§ **Given instruction**: Print every line of the data below verbatim, from the first line to the last.

§ **Stored entries**:
┌──

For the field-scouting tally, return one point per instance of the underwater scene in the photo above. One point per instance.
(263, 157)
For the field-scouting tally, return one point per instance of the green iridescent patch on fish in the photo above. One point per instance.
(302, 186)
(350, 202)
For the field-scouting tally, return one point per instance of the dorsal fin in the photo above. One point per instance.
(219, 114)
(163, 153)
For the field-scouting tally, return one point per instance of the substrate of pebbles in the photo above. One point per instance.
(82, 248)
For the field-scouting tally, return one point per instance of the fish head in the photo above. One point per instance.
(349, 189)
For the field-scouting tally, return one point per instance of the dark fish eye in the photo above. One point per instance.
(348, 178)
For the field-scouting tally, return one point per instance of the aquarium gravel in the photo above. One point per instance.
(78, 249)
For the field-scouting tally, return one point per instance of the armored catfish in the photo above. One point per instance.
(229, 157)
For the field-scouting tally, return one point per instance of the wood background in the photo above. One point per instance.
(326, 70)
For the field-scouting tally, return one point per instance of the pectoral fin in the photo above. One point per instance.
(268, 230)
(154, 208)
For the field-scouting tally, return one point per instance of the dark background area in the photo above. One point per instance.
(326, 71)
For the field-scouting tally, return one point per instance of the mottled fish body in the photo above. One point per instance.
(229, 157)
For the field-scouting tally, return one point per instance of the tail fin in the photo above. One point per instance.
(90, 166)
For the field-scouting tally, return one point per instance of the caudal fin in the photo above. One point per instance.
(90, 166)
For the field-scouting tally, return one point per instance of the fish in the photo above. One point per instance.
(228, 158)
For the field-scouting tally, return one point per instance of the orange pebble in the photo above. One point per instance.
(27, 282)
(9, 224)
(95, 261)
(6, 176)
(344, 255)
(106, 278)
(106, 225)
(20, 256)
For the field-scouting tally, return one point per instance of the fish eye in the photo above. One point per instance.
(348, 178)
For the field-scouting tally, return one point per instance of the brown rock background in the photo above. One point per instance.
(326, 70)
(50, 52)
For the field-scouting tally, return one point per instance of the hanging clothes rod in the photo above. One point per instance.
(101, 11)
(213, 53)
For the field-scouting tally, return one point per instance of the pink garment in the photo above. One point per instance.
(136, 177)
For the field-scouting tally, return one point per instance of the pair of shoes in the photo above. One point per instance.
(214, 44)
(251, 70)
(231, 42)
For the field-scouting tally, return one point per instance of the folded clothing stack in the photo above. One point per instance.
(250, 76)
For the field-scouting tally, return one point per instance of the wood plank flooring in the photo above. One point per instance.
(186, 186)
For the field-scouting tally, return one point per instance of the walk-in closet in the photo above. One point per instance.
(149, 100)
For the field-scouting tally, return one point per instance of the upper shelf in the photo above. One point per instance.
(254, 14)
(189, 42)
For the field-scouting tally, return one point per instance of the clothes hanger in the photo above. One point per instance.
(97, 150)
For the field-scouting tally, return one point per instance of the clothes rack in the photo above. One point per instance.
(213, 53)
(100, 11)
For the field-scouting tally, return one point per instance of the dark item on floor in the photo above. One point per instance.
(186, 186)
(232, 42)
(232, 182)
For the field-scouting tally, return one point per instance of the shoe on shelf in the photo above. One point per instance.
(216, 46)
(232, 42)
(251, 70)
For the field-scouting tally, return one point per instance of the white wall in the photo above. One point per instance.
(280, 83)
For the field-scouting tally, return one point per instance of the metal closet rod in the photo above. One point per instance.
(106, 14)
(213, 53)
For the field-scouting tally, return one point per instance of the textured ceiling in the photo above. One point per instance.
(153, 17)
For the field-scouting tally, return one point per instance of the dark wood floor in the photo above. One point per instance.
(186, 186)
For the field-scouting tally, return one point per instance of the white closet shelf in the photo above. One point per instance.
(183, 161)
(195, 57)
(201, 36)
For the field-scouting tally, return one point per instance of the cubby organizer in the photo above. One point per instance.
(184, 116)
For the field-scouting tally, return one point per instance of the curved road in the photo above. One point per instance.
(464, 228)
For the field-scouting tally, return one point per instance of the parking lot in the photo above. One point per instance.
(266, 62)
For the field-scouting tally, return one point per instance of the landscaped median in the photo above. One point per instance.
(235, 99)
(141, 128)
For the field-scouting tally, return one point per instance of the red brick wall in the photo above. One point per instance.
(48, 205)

└──

§ **Answer**:
For the field-scouting tally, return one point per instance of the underwater scene in the photo above. One point per instance.
(263, 157)
For the field-scouting tally, return one point per instance of the green iridescent patch on fish in the photo above. One point per instance.
(302, 186)
(350, 202)
For the field-scouting tally, return one point per instance of the dorsal fin in the photo above. One point per instance.
(219, 114)
(163, 153)
For the field-scouting tally, return one point per instance of the substrate of pebbles in the photo above. One point per instance.
(82, 248)
For the field-scouting tally, return one point per instance of the fish head in the photo above. One point per instance.
(349, 189)
For the field-scouting tally, return one point per instance of the dark fish eye in the photo above. One point per instance.
(348, 178)
For the field-scouting tally, return one point per instance of the aquarium gravel in the photo above. One point per instance.
(78, 249)
For the field-scouting tally, return one point per instance of the armored catfish in the photo above. One point per instance.
(229, 157)
For the field-scouting tally, return one point per instance of the wood background in the photo above. One point per instance.
(326, 70)
For the field-scouting tally, return one point per instance of the pectoral fin in the photo above. One point per instance.
(268, 230)
(154, 208)
For the field-scouting tally, return one point per instance of the dark background area in the photo above. One point per instance.
(326, 71)
For the field-scouting tally, return one point per instance of the mottled fish body in the photo above. One point per instance.
(229, 157)
For the field-scouting tally, return one point per instance of the tail fin in the photo above. One point per instance.
(90, 166)
For the field-scouting tally, return one point per instance of the caudal fin in the photo above. One point per instance.
(90, 166)
For the field-scouting tally, return one point per instance of the fish in the photo above. One point per instance.
(228, 158)
For the field-scouting tally, return one point per instance of the orange pebble in the photo above. One point per instance.
(27, 282)
(9, 224)
(95, 261)
(6, 176)
(344, 255)
(106, 278)
(106, 225)
(20, 256)
For the field-scouting tally, return one point per instance of the fish eye in the photo above. One point per instance.
(348, 178)
For the field-scouting tally, return one point per instance of the brown rock background in the photo above. One point per instance.
(326, 70)
(50, 52)
For the field-scouting tally, return one point per instance of the hanging clothes rod in the photo above. One point per instance.
(101, 11)
(213, 53)
For the field-scouting tally, return one point per instance of the pink garment in the photo above. One point per instance.
(136, 177)
For the field-scouting tally, return one point per instance of the pair of shoes in the photo above. One point per instance.
(214, 44)
(251, 70)
(231, 42)
For the field-scouting tally, return one point per instance of the folded clothing stack in the photo above. One point per instance.
(250, 76)
For the field-scouting tally, return one point per instance of the wood plank flooring in the photo above. One point per instance.
(186, 186)
For the field-scouting tally, return one point per instance of the walk-in closet in the photo above. One point per instance.
(149, 100)
For the field-scouting tally, return one point per instance of the upper shelf in the photo above. One point per instance.
(254, 14)
(189, 42)
For the field-scouting tally, return one point per instance of the clothes hanger in the photo above. One point per instance.
(97, 150)
For the field-scouting tally, return one point per instance of the clothes rack in the photo above. One point per instance.
(213, 53)
(100, 11)
For the field-scouting tally, return one point per instance of the dark item on floor in the photo above. One point per instance.
(186, 186)
(232, 42)
(232, 182)
For the field-scouting tally, return one point per instance of the shoe on shelf in the photo above. One point per instance.
(216, 46)
(232, 42)
(251, 70)
For the field-scouting tally, return one point per instance of the white wall in the photo above. One point per instance.
(280, 83)
For the field-scouting tally, return one point per instance of the metal closet rod in the photo above. One point per instance.
(106, 14)
(213, 53)
For the field-scouting tally, return one point per instance of the textured ceiling in the photo above. One point per instance.
(153, 17)
For the field-scouting tally, return one point per instance of the dark wood floor in the photo above. One point per instance.
(186, 186)
For the field-scouting tally, return one point per instance of the white closet shelf in the photo above. One point per instance.
(183, 161)
(195, 57)
(201, 36)
For the field-scouting tally, return one point per instance of the cubby organizer in the photo above. One point per instance.
(184, 116)
For the field-scouting tally, return one point per instance of the curved road in the photo above. One point per instance.
(464, 228)
For the field-scouting tally, return one point per instance of the parking lot in the photo above. One point per instance.
(266, 62)
For the field-scouting tally, return one point per instance of the landscaped median in the photo above. One point per instance.
(235, 99)
(141, 128)
For the field-scouting tally, return one point per instance of the red brick wall in the photo above. One point per instance.
(48, 205)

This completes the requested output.